## Exercise objective
Transcribe all the records with complete accuracy.

## The data

= Beginning of Section =

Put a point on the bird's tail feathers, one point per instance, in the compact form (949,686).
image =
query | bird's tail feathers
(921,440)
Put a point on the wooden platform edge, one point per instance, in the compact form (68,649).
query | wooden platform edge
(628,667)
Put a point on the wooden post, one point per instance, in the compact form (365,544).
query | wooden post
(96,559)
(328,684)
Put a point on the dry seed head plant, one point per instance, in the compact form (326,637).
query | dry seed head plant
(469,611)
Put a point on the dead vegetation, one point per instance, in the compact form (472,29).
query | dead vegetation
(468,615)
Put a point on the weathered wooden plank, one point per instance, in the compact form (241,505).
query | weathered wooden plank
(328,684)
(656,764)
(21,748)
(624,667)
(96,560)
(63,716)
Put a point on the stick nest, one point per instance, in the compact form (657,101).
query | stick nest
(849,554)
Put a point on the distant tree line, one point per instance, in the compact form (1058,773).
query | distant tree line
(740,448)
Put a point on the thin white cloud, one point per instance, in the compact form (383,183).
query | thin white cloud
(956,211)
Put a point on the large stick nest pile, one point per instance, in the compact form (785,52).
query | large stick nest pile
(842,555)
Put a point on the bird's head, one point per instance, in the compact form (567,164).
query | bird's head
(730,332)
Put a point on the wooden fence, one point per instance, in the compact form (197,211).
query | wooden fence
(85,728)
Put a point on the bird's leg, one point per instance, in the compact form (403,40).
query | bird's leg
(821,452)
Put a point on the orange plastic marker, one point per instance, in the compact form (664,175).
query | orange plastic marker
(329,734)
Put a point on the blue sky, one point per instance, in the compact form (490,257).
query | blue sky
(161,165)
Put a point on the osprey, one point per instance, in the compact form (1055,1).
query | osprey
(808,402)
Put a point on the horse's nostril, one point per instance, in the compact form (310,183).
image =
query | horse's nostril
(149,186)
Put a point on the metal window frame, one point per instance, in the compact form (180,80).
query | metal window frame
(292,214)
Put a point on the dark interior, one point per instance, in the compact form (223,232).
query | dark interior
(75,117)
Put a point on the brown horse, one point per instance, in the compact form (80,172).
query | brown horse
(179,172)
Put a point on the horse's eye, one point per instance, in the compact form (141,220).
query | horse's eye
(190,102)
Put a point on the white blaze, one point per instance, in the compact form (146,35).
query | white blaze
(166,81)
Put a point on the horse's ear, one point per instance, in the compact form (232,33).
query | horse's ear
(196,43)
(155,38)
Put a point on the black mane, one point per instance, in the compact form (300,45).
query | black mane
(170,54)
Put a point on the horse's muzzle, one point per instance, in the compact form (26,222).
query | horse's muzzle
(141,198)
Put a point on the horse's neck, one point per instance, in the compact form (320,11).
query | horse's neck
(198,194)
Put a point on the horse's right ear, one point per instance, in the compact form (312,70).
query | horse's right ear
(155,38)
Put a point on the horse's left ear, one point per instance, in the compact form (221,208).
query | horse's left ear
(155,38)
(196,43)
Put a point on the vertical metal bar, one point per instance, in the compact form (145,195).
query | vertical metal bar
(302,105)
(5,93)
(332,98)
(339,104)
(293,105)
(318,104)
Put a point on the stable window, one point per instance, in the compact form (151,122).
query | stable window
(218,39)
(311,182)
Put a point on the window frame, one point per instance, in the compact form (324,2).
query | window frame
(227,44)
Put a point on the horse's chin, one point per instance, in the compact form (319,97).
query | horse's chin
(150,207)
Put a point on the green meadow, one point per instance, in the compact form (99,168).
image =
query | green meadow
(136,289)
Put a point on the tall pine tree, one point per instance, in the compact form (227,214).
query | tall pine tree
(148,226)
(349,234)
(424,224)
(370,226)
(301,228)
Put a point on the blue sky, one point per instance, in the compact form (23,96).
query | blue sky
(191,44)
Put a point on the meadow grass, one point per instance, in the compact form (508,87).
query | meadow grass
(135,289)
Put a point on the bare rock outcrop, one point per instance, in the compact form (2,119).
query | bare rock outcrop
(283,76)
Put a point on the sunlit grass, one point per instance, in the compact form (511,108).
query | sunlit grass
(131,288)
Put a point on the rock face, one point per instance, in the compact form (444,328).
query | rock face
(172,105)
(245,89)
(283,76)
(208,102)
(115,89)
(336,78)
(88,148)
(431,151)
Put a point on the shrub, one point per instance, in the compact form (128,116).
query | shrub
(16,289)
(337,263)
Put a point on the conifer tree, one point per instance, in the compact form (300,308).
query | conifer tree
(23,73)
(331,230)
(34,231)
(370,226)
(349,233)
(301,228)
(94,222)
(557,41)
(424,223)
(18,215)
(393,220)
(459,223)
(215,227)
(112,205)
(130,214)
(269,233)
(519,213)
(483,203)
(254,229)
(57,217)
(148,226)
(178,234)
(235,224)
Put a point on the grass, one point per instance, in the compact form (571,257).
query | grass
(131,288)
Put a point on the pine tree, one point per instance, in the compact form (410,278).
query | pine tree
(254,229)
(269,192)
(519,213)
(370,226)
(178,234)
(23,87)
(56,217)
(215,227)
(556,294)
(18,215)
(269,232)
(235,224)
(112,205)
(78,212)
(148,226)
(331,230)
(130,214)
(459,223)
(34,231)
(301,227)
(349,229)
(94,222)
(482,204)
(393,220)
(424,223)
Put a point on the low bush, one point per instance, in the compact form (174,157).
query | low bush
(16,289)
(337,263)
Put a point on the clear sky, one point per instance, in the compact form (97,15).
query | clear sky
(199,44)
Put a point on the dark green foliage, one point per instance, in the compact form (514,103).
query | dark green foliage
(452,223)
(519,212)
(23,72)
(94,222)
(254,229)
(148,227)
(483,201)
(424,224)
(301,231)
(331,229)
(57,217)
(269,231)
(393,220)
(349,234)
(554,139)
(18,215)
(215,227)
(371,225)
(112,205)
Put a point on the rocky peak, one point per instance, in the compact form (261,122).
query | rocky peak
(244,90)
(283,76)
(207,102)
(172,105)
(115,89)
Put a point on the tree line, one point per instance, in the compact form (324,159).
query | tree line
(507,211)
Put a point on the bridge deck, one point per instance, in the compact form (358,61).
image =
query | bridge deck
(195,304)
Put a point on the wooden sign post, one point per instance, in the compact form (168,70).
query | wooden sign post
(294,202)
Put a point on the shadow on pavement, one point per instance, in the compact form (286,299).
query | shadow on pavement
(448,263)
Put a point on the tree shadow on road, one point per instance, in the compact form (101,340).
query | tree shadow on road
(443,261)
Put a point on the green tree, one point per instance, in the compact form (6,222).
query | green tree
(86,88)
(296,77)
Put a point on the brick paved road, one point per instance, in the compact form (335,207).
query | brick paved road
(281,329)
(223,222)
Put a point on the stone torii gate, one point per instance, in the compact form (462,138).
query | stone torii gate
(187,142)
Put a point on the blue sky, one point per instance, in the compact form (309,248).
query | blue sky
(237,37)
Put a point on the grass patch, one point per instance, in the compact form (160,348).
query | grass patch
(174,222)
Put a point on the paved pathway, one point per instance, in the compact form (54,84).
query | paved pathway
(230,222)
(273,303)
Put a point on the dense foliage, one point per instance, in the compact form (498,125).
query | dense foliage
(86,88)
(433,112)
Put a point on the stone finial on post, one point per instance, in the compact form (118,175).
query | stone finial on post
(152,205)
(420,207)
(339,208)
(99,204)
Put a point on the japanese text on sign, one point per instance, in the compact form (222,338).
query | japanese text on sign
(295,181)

= End of Section =

## Task answer
Put a point on the bird's tail feathers, one point per instance, in the compact form (949,686).
image =
query | bird's tail feathers
(921,440)
Put a point on the wooden platform edge, one point per instance, in the compact form (68,649).
query | wooden platform edge
(628,667)
Put a point on the wooden post, one point per instance, in the compact form (365,544).
query | wooden post
(96,559)
(328,684)
Put a point on the dry seed head plant, one point per instance, in the compact form (326,637).
query | dry seed head plant
(469,611)
Put a point on the dead vegetation, one point per instance, in the compact form (472,29).
query | dead vegetation
(468,615)
Put a point on the weathered wooden plank, one point per instance, in the compact form (241,505).
query | weathered wooden plank
(328,684)
(656,764)
(21,748)
(624,667)
(96,560)
(63,716)
Put a point on the stick nest, one point per instance, in the compact form (657,101).
query | stick nest
(849,554)
Put a point on the distant tree line, one point per instance, in the compact form (1058,773).
query | distant tree line
(740,448)
Put a point on the thin white cloud, one point per instance, in the compact form (383,183).
query | thin white cloud
(956,211)
Put a point on the large stick nest pile, one point per instance, in the compact form (785,52).
query | large stick nest pile
(842,555)
Put a point on the bird's head, one point per instance, in the compact form (567,164).
query | bird's head
(730,332)
Put a point on the wooden fence, one point per instance, in the compact form (197,211).
query | wooden fence
(85,728)
Put a point on the bird's leg, one point per instance, in the compact form (403,40).
query | bird's leg
(821,452)
Put a point on the orange plastic marker, one point per instance, in the compact form (664,175).
query | orange plastic marker
(329,734)
Put a point on the blue sky, one point per instance, in the compact form (490,257).
query | blue sky
(161,165)
Put a point on the osprey, one point per instance, in the compact form (1055,1).
query | osprey
(808,402)
Put a point on the horse's nostril, one point per instance, in the compact form (310,183).
image =
query | horse's nostril
(149,186)
Put a point on the metal window frame, one point per instance, in the compact form (180,80).
query | metal window frame
(292,214)
Put a point on the dark interior, one point per instance, in the compact form (223,232).
query | dark interior
(75,117)
Put a point on the brown horse, one point per instance, in the compact form (80,172).
query | brown horse
(179,172)
Put a point on the horse's eye, one point per instance, in the compact form (141,220).
query | horse's eye
(190,102)
Put a point on the white blaze, one point per instance, in the compact form (146,35).
query | white blaze
(166,81)
Put a point on the horse's ear, one point per instance, in the compact form (232,33).
query | horse's ear
(196,43)
(155,38)
Put a point on the black mane, one point per instance, in the compact form (300,45).
query | black mane
(170,54)
Put a point on the horse's muzzle, one point per instance, in the compact form (26,222).
query | horse's muzzle
(141,198)
Put a point on the horse's neck, one point per instance, in the compact form (320,11).
query | horse's neck
(198,194)
Put a point on the horse's right ear, one point per instance, in the compact form (312,70).
query | horse's right ear
(155,38)
Put a point on the horse's left ear, one point per instance, in the compact form (221,208).
query | horse's left ear
(155,38)
(196,43)
Put a point on the vertical metal bar, one point per instance, in the compact form (145,195).
query | vertical metal bar
(302,105)
(5,93)
(332,98)
(339,104)
(293,105)
(318,104)
Put a point on the stable window, one point per instance, in the compact form (151,122).
query | stable window
(218,39)
(311,182)
Put a point on the window frame, one point per instance, in the compact form (324,2).
query | window frame
(227,44)
Put a point on the horse's chin, one point per instance, in the compact form (319,97).
query | horse's chin
(150,207)
Put a point on the green meadow, one point per instance, in the compact form (99,168).
image =
query | green meadow
(136,289)
Put a point on the tall pine tree, one point per instance, in the compact form (227,214).
query | tall pine tree
(148,226)
(349,234)
(424,224)
(370,226)
(301,228)
Put a point on the blue sky, one point per instance, in the compact form (23,96).
query | blue sky
(191,44)
Put a point on the meadow grass, one point per instance, in the compact form (508,87).
query | meadow grass
(135,289)
Put a point on the bare rock outcrop, one point per instance, in the compact form (2,119).
query | bare rock outcrop
(283,76)
Put a point on the sunlit grass, one point per instance, in the compact form (511,108).
query | sunlit grass
(131,288)
Put a point on the rock face, one point per instance, in the compact form (444,328).
query | rock face
(172,105)
(245,89)
(283,76)
(208,102)
(115,89)
(336,78)
(88,148)
(431,151)
Put a point on the shrub, one point per instance, in the compact form (128,116).
query | shrub
(16,289)
(337,263)
Put a point on the conifer tree, one point per instance, in the compact form (300,308).
query | conifer tree
(23,73)
(331,230)
(34,231)
(370,226)
(349,233)
(301,228)
(94,222)
(557,41)
(424,223)
(18,215)
(393,220)
(459,223)
(215,227)
(112,205)
(130,214)
(269,233)
(519,213)
(483,203)
(254,229)
(57,217)
(148,226)
(178,234)
(235,224)
Put a point on the grass, one point per instance, in the compact form (571,257).
query | grass
(131,288)
Put a point on the pine tree, one point per instance, in the compact form (410,278).
query | pine tree
(254,229)
(269,192)
(519,213)
(370,226)
(178,234)
(23,87)
(56,217)
(215,227)
(556,294)
(18,215)
(269,232)
(235,224)
(112,205)
(78,212)
(148,226)
(331,230)
(130,214)
(459,223)
(34,231)
(301,227)
(349,229)
(94,222)
(482,204)
(393,220)
(424,223)
Put a point on the low bush, one point per instance, in the compact form (174,157).
query | low bush
(16,289)
(337,263)
Put a point on the clear sky, one point per instance, in the compact form (97,15).
query | clear sky
(199,44)
Put a point on the dark green foliage, one point per instance, in the compact form (514,103).
query | dark green foliage
(452,223)
(519,212)
(23,72)
(94,222)
(254,229)
(148,227)
(483,201)
(424,224)
(301,231)
(331,229)
(57,217)
(269,231)
(393,220)
(349,234)
(554,139)
(18,215)
(215,227)
(371,225)
(112,205)
Put a point on the rocky peak, one point per instance, in the compact form (261,122).
query | rocky peak
(244,90)
(283,76)
(207,102)
(172,105)
(115,89)
Put a point on the tree line, one point per instance, in the compact form (324,159).
query | tree line
(507,211)
Put a point on the bridge deck, one point per instance, in the compact form (358,61).
image =
query | bridge deck
(195,304)
Put a point on the wooden sign post, one point per instance, in the compact form (168,70).
query | wooden sign post
(294,202)
Put a point on the shadow on pavement, one point per instance, in the compact form (286,299).
query | shadow on pavement
(448,263)
Put a point on the tree shadow on road, one point per instance, in the compact form (101,340).
query | tree shadow on road
(443,261)
Put a point on the green tree, one point per instance, in the compact form (6,222).
query | green tree
(86,88)
(296,77)
Put a point on the brick paved road, one point per instance, in the compact form (335,207).
query | brick paved road
(281,329)
(223,222)
Put a point on the stone torii gate, one point per instance, in the compact form (462,138).
query | stone torii gate
(187,142)
Put a point on the blue sky, one point per instance, in the compact form (309,248).
query | blue sky
(237,37)
Put a point on the grass patch, one point per instance, in the compact form (160,348).
query | grass patch
(174,222)
Put a point on the paved pathway, one point per instance, in the compact form (54,84).
query | paved pathway
(230,222)
(273,303)
Put a point on the dense foliage, one point per instance, in the compact form (498,125).
query | dense foliage
(86,88)
(433,112)
Put a point on the stone finial on post, one point per instance, in the compact form (118,175).
query | stone finial on post
(152,205)
(420,207)
(339,208)
(99,204)
Put a point on the japanese text on sign, one point per instance, in the compact form (222,338).
query | japanese text on sign
(295,181)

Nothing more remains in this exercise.